* [Task prompt]: Your output should be the line that contains "[ ] a keypoint on each instance of the hardwood" and all lines after it in the records, retyped exactly through the last one.

* [Records for the task]:

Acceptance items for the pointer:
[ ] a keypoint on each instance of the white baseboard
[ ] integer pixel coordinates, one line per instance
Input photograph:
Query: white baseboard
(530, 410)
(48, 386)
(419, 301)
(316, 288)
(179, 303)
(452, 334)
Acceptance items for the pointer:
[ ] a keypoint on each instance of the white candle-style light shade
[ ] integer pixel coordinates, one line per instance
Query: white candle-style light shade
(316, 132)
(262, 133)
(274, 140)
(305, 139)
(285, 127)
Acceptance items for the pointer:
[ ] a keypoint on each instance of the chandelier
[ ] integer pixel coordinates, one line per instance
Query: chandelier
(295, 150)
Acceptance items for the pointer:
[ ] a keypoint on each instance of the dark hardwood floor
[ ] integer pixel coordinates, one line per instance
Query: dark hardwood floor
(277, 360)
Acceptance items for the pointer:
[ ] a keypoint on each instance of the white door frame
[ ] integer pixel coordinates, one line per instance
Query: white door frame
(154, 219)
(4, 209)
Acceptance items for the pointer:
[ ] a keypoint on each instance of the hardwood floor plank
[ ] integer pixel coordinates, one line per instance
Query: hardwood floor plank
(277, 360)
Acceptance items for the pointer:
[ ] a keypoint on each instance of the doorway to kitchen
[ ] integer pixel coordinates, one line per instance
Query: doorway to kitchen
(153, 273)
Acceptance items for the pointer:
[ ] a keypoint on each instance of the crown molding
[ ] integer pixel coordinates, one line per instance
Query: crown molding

* [Solution to this problem]:
[ ] a keypoint on each instance of the hardwood floor plank
[ ] integer pixel coordinates, one line per instance
Query: hardwood floor plank
(277, 360)
Acceptance items for the pointer:
[ ] a keypoint on each instance of the doorway to kitchen
[ ] integer pixel coordinates, one line per instance
Query: doorway to kitchen
(153, 273)
Acceptance items for the pointer:
[ ] a keypoint on each instance of the crown molding
[ ] integer pixel coordinates, one line per instance
Query: crown molding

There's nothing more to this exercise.